Passage to read:

■ ■ ■ ■ ■

“#IRAN ARE YOU LISTENING?” Ongoing fears for life of Ramin Hossein Panahi

Arrested in June 2017, Ramin has been on death row since January of this year

séamas carraher, global rights • 6/8/2018 • Global Rights • 121 Viste

“In the dark times

Will there also be singing?

Yes, there will also be singing.

About the dark times.”

 

― Bertolt Brecht (1939)

 

Serious concern has been expressed in recent days by the Center for Human Rights in Iran (CHRI) following reports in the Iranian media calling for the execution of Kurdish activist Ramin Hossein Panahi, sentenced to death in January 2018 for “taking up arms against the state”.

 

“It seems they are trying to prepare public opinion for his execution.” CHRI stated.

 

Arrested in June 2017, Ramin has been on death row since January of this year, with the uncertainty, arguably, a daily “inhuman or degrading treatment or punishment” (European Convention on Human Rights, Article 3) in itself, for both the Kurdish activist and his family, including his elderly parents.

 

Concern now is based on media leaks understood to be a response to militant activity in July by PJAK (Partiya Jiyana Azad a Kurdistanê‎ – Kurdish) recognised as having strong links to the Kurdistan Workers’ Party (PKK).

 

“At least 10 Iranian Revolutionary Guards were killed in early morning clashes in Mariwan, Kurdistan province on Saturday in an attack claimed by the Kurdistan Free Life Party (PJAK)…

 

‘Later we will release more details about this clash. The Iranian Revolutionary Guards suffered more casualties than Iranian officials announced. We suffered no casualties,’ Shaho added. ‘We will not launch more attacks if the IRGC do not attack our forces and members’ a PJAK spokesman, told Rudaw. ”

 

The Center for Human Rights in Iran (CHRI):

 

“The Islamic Republic usually tries to impose calm by carrying out executions, and for the past few weeks, some sites run by the IRGC and the Intelligence Ministry have been publishing articles every day in order to justify Ramin’s death sentence,” an anonymous source told CHRI.

 

The fate of Komala member Ramin Hossein Panahi has been hanging in the balance since the ending of Ramadan and while Iran has resumed its busy schedule of often public executions the Kurdish activist has so far survived.

 

He has also “…since his death sentence was upheld in April 2018… been moved back and forth between solitary confinement and the public ward of the Central Prison in Sanandaj, creating the impression that his execution was imminent.” ( Kurdistan 24)

 

How long this can be expected to continue is anyone’s guess. Relatives of Ramin are now concerned at this media response to PJAK’s attacks in Iran.

 

Meanwhile the international campaign involving the UN Human Rights office (OHCHR) and numerous other organisations continues to call for the annulment of Panahi’s death sentence and a reexamination of the, by now, blatantly unjust trial he was given in Iran’s revolutionary courts.

■ ■ ■ ■ ■

Information supplied:
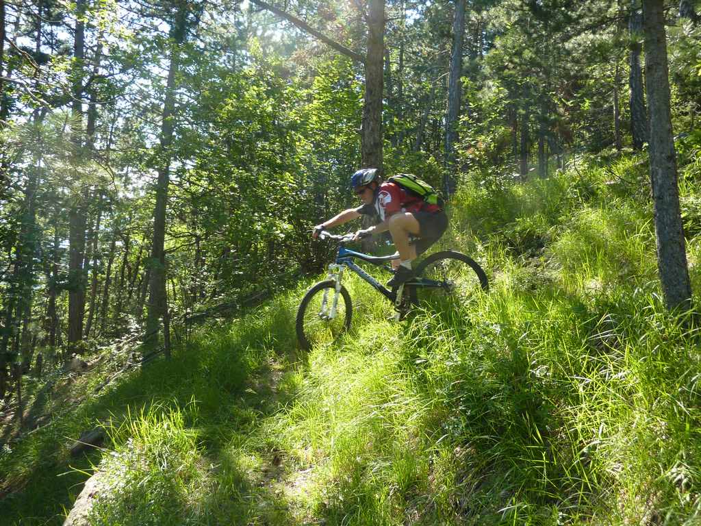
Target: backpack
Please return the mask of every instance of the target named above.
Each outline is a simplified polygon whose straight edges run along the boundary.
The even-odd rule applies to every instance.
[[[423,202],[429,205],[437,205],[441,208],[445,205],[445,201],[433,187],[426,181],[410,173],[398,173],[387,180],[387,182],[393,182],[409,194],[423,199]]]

■ ■ ■ ■ ■

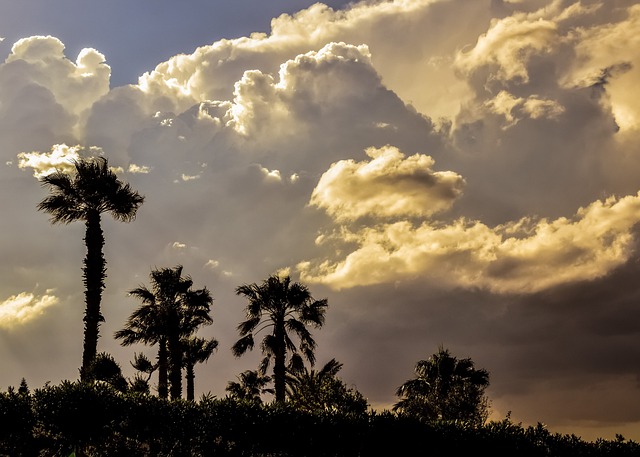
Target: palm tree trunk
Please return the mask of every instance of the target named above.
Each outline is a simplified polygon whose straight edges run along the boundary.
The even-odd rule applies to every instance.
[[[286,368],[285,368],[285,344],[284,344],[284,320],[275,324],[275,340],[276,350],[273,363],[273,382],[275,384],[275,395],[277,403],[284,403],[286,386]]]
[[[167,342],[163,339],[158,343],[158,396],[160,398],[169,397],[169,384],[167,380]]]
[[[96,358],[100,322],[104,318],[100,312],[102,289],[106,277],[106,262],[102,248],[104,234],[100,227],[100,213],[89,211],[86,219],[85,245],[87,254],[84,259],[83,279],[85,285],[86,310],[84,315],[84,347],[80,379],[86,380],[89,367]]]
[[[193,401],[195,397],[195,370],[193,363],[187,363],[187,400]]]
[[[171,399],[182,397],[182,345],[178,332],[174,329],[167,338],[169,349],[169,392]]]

■ ■ ■ ■ ■

Set exercise: Write the next few paragraphs of the article on Ramin Hossein Panahi's death sentence, picking up after its final sentence about the international campaign. The two listings have nothing to do with the article about Ramin Hossein Panahi.

The response:
Back in May, Philip Luther, Amnesty International’s Research and Advocacy Director for the Middle East and North Africa, said:

 

“Ramin Hossein Panahi’s case has been a breathtaking miscarriage of justice from start to finish. After appearing at his trial reportedly bearing torture marks on his body he was convicted in less than an hour.

 

“During the investigation period he was denied access to both his lawyer and his family, as well as to any details of the evidence against him. In a complete mockery of the judicial process, intelligence officials also repeatedly pressured him to make a televised ‘confession’ in exchange for the quashing of his death sentence. His refusal to submit to this pressure has seen him languishing in solitary confinement.

 

“We urge the Iranian authorities not to compound this shocking catalogue of human rights violations by proceeding with what is the ultimate and irreversible denial of human rights. Ramin Hossein Panahi’s death sentence must be quashed now before it’s too late.”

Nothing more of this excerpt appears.